_Document extract:_
Our new home bordered the local cemetery, the inspiration of seemingly infinite ghost stories. My brothers delighted in terrifying me, and they warned me about wandering outside at night near the resting place of so many dead people. They never mentioned any one particular ghost but intimated there were many and not all were friendly.

The house was a great improvement over our previous living quarters, although the drywall in the bedrooms was never finished while we lived there. It lacked indoor plumbing but it did have electricity, linoleum floors, and more room than we had ever had. Not long after we moved in, we bought a couch, chair, and an end table—the first living room furniture we ever owned. We were very proud of it.

In the past, our living rooms always served a dual purpose as a bedroom with a bed in one corner and a few straight-backed chairs around a wood stove. This house by the graveyard was much better. Some memories of our life in this house are not pleasant but mostly I am reminded of the better times we had there.

_Exercise instructions:_ In the passage above about the house by the cemetery, start at the words "The house was" and end after the words "we had there.", and output that part word for word.

_Given data:_
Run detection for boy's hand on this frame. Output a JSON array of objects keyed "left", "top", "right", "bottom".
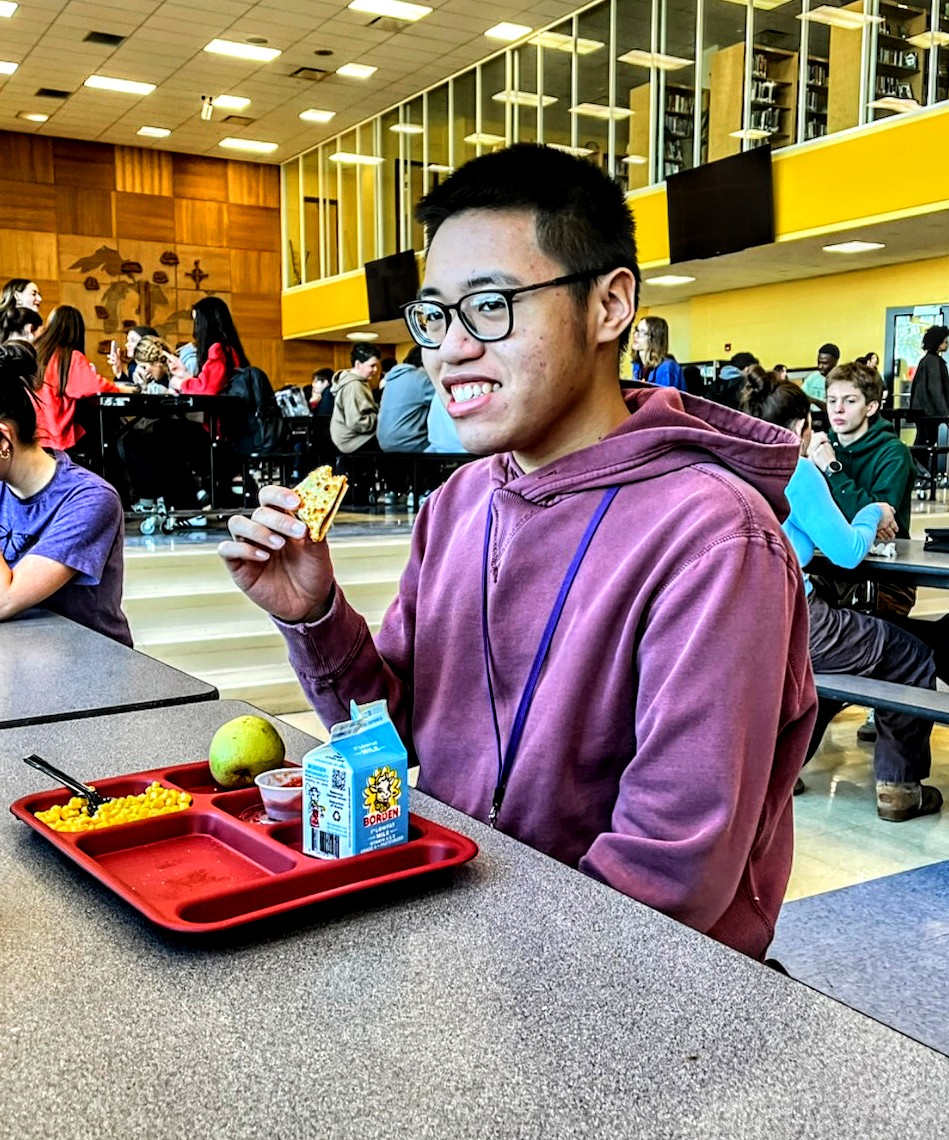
[{"left": 218, "top": 487, "right": 333, "bottom": 622}]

_Written response:_
The house was a great improvement over our previous living quarters, although the drywall in the bedrooms was never finished while we lived there. It lacked indoor plumbing but it did have electricity, linoleum floors, and more room than we had ever had. Not long after we moved in, we bought a couch, chair, and an end table—the first living room furniture we ever owned. We were very proud of it.

In the past, our living rooms always served a dual purpose as a bedroom with a bed in one corner and a few straight-backed chairs around a wood stove. This house by the graveyard was much better. Some memories of our life in this house are not pleasant but mostly I am reminded of the better times we had there.